Problem to solve: Please retype the records below exactly as they stand.

=== Data supplied ===

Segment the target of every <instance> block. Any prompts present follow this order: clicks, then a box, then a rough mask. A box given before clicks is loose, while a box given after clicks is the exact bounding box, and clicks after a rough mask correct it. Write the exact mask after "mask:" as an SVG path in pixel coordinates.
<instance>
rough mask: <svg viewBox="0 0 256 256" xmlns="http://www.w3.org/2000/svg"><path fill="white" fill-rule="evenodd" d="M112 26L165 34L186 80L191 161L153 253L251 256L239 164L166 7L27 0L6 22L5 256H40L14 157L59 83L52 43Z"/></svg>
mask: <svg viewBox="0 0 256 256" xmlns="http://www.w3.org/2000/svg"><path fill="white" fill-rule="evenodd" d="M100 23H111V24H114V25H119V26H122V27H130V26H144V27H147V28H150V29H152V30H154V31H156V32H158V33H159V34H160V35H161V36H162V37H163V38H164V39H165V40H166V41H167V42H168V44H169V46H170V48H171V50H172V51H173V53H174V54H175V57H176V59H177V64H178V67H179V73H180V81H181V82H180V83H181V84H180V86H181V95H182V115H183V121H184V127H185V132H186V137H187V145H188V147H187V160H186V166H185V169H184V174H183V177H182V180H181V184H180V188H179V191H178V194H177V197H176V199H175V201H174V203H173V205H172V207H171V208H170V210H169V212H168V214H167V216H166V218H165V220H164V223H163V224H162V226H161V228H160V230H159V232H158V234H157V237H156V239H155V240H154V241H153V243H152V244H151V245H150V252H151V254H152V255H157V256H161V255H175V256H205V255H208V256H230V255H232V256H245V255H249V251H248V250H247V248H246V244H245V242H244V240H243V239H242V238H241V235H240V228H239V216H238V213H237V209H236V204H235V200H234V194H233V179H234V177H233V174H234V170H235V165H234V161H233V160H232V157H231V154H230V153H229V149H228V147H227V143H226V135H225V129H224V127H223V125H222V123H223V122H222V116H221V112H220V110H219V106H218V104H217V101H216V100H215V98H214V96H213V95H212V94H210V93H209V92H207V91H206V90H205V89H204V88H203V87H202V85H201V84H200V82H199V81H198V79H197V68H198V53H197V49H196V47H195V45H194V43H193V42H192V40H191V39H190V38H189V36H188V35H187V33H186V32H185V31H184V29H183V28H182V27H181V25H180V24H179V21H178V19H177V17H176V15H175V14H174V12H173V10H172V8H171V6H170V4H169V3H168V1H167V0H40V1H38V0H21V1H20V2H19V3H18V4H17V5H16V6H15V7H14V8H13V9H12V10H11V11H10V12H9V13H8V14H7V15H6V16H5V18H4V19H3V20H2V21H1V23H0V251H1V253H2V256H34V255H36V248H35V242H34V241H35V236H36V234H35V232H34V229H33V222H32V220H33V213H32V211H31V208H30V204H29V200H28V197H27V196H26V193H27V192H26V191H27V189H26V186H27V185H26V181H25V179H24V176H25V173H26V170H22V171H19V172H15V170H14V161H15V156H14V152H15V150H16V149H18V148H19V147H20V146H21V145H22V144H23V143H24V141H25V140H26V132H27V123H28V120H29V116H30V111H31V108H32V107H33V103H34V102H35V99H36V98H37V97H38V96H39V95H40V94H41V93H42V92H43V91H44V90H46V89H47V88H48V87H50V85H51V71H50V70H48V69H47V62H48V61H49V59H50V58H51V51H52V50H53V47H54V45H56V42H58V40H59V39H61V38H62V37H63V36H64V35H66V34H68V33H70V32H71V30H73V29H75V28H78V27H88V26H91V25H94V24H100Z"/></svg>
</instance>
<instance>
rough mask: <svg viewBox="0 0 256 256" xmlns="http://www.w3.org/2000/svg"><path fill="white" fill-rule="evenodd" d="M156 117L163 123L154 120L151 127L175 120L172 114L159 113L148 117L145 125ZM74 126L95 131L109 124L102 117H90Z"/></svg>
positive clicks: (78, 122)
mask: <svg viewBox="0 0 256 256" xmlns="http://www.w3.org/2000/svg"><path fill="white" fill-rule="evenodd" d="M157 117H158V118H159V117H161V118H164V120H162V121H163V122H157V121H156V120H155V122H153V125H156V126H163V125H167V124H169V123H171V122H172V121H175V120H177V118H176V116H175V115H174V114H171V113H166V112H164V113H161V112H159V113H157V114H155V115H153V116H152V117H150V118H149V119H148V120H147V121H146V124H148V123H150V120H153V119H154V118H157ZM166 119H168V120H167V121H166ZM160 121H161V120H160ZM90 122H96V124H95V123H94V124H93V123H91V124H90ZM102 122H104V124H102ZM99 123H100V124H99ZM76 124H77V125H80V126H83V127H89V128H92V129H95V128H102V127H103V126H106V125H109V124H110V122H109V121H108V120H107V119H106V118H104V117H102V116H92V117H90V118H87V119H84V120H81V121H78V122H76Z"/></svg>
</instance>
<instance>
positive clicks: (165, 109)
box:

===

Exercise answer:
Segment the target of every <instance> block. Any prompts present follow this order: clicks, then a box, then a rough mask. A box given before clicks is loose, while a box given after clicks is the exact bounding box, and clicks after a rough mask correct it. Write the exact mask after "mask:" as an SVG path in pixel coordinates.
<instance>
rough mask: <svg viewBox="0 0 256 256" xmlns="http://www.w3.org/2000/svg"><path fill="white" fill-rule="evenodd" d="M112 26L165 34L186 80L191 161L153 253L251 256L239 164L166 7L27 0L6 22L5 256H40L14 157L59 83L52 43Z"/></svg>
mask: <svg viewBox="0 0 256 256" xmlns="http://www.w3.org/2000/svg"><path fill="white" fill-rule="evenodd" d="M100 23H111V24H114V25H119V26H122V27H130V26H144V27H147V28H150V29H152V30H154V31H156V32H158V33H159V34H160V35H161V36H162V37H163V38H164V39H165V40H166V41H167V42H168V44H169V46H170V48H171V50H172V51H173V53H174V54H175V57H176V59H177V64H178V67H179V73H180V81H181V82H180V83H181V84H180V86H181V95H182V115H183V121H184V127H185V132H186V137H187V145H188V147H187V160H186V166H185V169H184V174H183V177H182V180H181V184H180V188H179V191H178V194H177V197H176V199H175V201H174V203H173V205H172V207H171V208H170V210H169V212H168V214H167V216H166V218H165V220H164V223H163V224H162V226H161V228H160V230H159V232H158V234H157V237H156V239H155V240H154V241H153V243H152V244H151V245H150V252H151V254H152V255H157V256H161V255H175V256H205V255H208V256H230V255H232V256H245V255H249V251H248V250H247V248H246V244H245V242H244V240H243V239H242V238H241V235H240V228H239V216H238V213H237V209H236V204H235V200H234V194H233V179H234V177H233V174H234V170H235V165H234V161H233V160H232V157H231V154H230V153H229V149H228V147H227V143H226V135H225V129H224V127H223V125H222V123H223V122H222V116H221V112H220V110H219V106H218V104H217V101H216V100H215V98H214V96H213V95H212V94H210V93H209V92H207V91H206V90H205V89H204V88H203V87H202V85H201V84H200V82H199V81H198V79H197V68H198V53H197V49H196V47H195V45H194V43H193V42H192V40H191V39H190V38H189V36H188V35H187V33H186V32H185V31H184V29H183V28H182V27H181V25H180V24H179V21H178V19H177V17H176V15H175V14H174V12H173V10H172V8H171V6H170V4H169V3H168V1H167V0H40V1H38V0H21V1H20V2H19V3H18V4H17V5H16V6H15V7H14V8H13V9H12V10H11V11H10V12H9V13H8V14H7V15H6V16H5V18H4V19H3V20H2V21H1V23H0V251H1V253H2V256H34V255H36V248H35V242H34V241H35V236H36V234H35V232H34V229H33V222H32V220H33V213H32V211H31V208H30V204H29V200H28V197H27V196H26V193H27V192H26V191H27V189H26V186H27V185H26V181H25V179H24V176H25V173H26V170H22V171H19V172H15V170H14V161H15V156H14V152H15V150H16V149H18V148H19V147H20V146H21V145H22V144H23V143H24V141H25V140H26V132H27V123H28V120H29V116H30V111H31V108H32V107H33V103H34V102H35V99H36V98H37V97H38V96H39V95H40V94H41V93H42V92H43V91H44V90H46V89H47V88H48V87H50V85H51V71H50V70H48V69H47V62H48V61H49V59H50V58H51V51H52V50H53V47H54V45H56V42H58V40H59V39H61V38H62V37H63V36H64V35H66V34H68V33H70V32H71V30H73V29H75V28H78V27H88V26H91V25H94V24H100Z"/></svg>
</instance>
<instance>
rough mask: <svg viewBox="0 0 256 256" xmlns="http://www.w3.org/2000/svg"><path fill="white" fill-rule="evenodd" d="M156 117L163 123L154 120L151 127L175 120L172 114L159 113L148 117L145 125ZM74 126L95 131L109 124L102 117H90Z"/></svg>
positive clicks: (78, 122)
mask: <svg viewBox="0 0 256 256" xmlns="http://www.w3.org/2000/svg"><path fill="white" fill-rule="evenodd" d="M157 117H158V118H159V117H161V118H164V120H162V121H163V122H157V121H156V120H155V122H153V125H156V126H163V125H167V124H169V123H171V122H172V121H175V120H177V118H176V116H175V115H174V114H171V113H166V112H164V113H161V112H159V113H157V114H155V115H153V116H152V117H150V118H149V119H148V120H147V121H146V124H148V123H150V120H153V119H154V118H157ZM166 119H168V120H167V121H166ZM160 121H161V120H160ZM90 122H96V124H95V123H94V124H93V123H91V124H90ZM102 122H104V124H102ZM99 123H100V124H99ZM76 124H77V125H80V126H83V127H89V128H92V129H95V128H102V127H103V126H106V125H109V124H110V122H109V121H108V120H107V119H106V118H104V117H102V116H92V117H90V118H87V119H84V120H81V121H78V122H76Z"/></svg>
</instance>
<instance>
positive clicks: (165, 109)
box:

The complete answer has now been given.